> **LISTED ENTRIES**
====

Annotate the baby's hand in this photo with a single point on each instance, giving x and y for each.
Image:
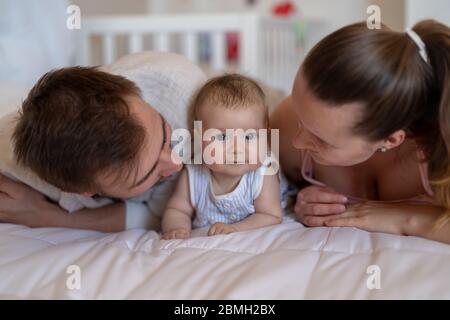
(221, 228)
(176, 234)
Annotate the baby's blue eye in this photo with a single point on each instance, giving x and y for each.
(221, 137)
(250, 136)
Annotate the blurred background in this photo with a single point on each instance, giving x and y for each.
(266, 39)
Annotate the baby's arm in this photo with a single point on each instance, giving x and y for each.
(267, 210)
(177, 218)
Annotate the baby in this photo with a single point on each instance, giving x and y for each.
(227, 195)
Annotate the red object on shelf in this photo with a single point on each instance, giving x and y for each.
(285, 8)
(232, 46)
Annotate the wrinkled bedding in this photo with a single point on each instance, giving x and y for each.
(287, 261)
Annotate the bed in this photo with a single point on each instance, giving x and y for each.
(287, 261)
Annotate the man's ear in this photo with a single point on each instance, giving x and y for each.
(395, 139)
(88, 194)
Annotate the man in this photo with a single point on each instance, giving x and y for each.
(96, 143)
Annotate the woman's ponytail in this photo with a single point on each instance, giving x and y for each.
(436, 37)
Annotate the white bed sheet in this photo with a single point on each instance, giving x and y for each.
(287, 261)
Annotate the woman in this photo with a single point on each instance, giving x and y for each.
(368, 125)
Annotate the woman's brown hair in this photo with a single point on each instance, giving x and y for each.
(383, 70)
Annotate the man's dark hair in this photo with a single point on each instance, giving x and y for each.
(76, 124)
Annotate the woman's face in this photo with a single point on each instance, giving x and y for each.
(325, 131)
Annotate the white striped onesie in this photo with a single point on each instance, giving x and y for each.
(227, 208)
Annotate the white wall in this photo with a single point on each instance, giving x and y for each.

====

> **INSTRUCTIONS TO FOLLOW**
Print all the entries exactly as they appear, without the pictures.

> **ANSWER TO THIS PROBLEM**
Annotate the baby's hand in this photo with a single point on each instance, giving x and y for each.
Image:
(221, 228)
(176, 234)
Annotate the baby's blue eye in this photo with a single point on each instance, giving x and y for each.
(221, 137)
(250, 136)
Annotate the blurred background in this photo with a single point on each instance, giving x and y for each.
(266, 39)
Annotate the baby's arm in this photo with a single point on each instance, giving x and y for each.
(267, 210)
(177, 218)
Annotate the baby in this photo with a single point on each instance, giving x and y for each.
(227, 195)
Annotate the red object on shelf in this photo with a single point on each instance, giving x and y for each.
(285, 8)
(232, 46)
Annotate the wrinkled bedding in this photo with a single point on each instance, giving x and y for each.
(287, 261)
Annotate the bed in this photo with a single point on each instance, giving x and y for each.
(287, 261)
Annotate the man's ear in this photo with a single point on each instance, giving x and y for each.
(395, 139)
(88, 194)
Annotate the man in this photo with a single point on each instance, giving x and y for each.
(96, 143)
Annotate the woman's ponytail in this photo with a single point on each instance, giving x and y for each.
(436, 37)
Annotate the white bed sheet in this photo with a single point on each instance, giving x and y for each.
(287, 261)
Annotate the woman in this photo with a single point on each instance, giving x and y for each.
(368, 125)
Annotate the woman's brown hair in this photo with a single point on each instance, giving x and y for each.
(383, 70)
Annotate the man's dark hair in this photo with a single point on each instance, giving x and y for each.
(76, 124)
Annotate the woman's face in this photo with a single point on each instance, giving x and y for each.
(325, 131)
Annotate the white striped onesie in this photo with a single point on each instance, giving x and y for each.
(227, 208)
Annotate the white wall in this photo with a single point on each instance, giving x and y for each.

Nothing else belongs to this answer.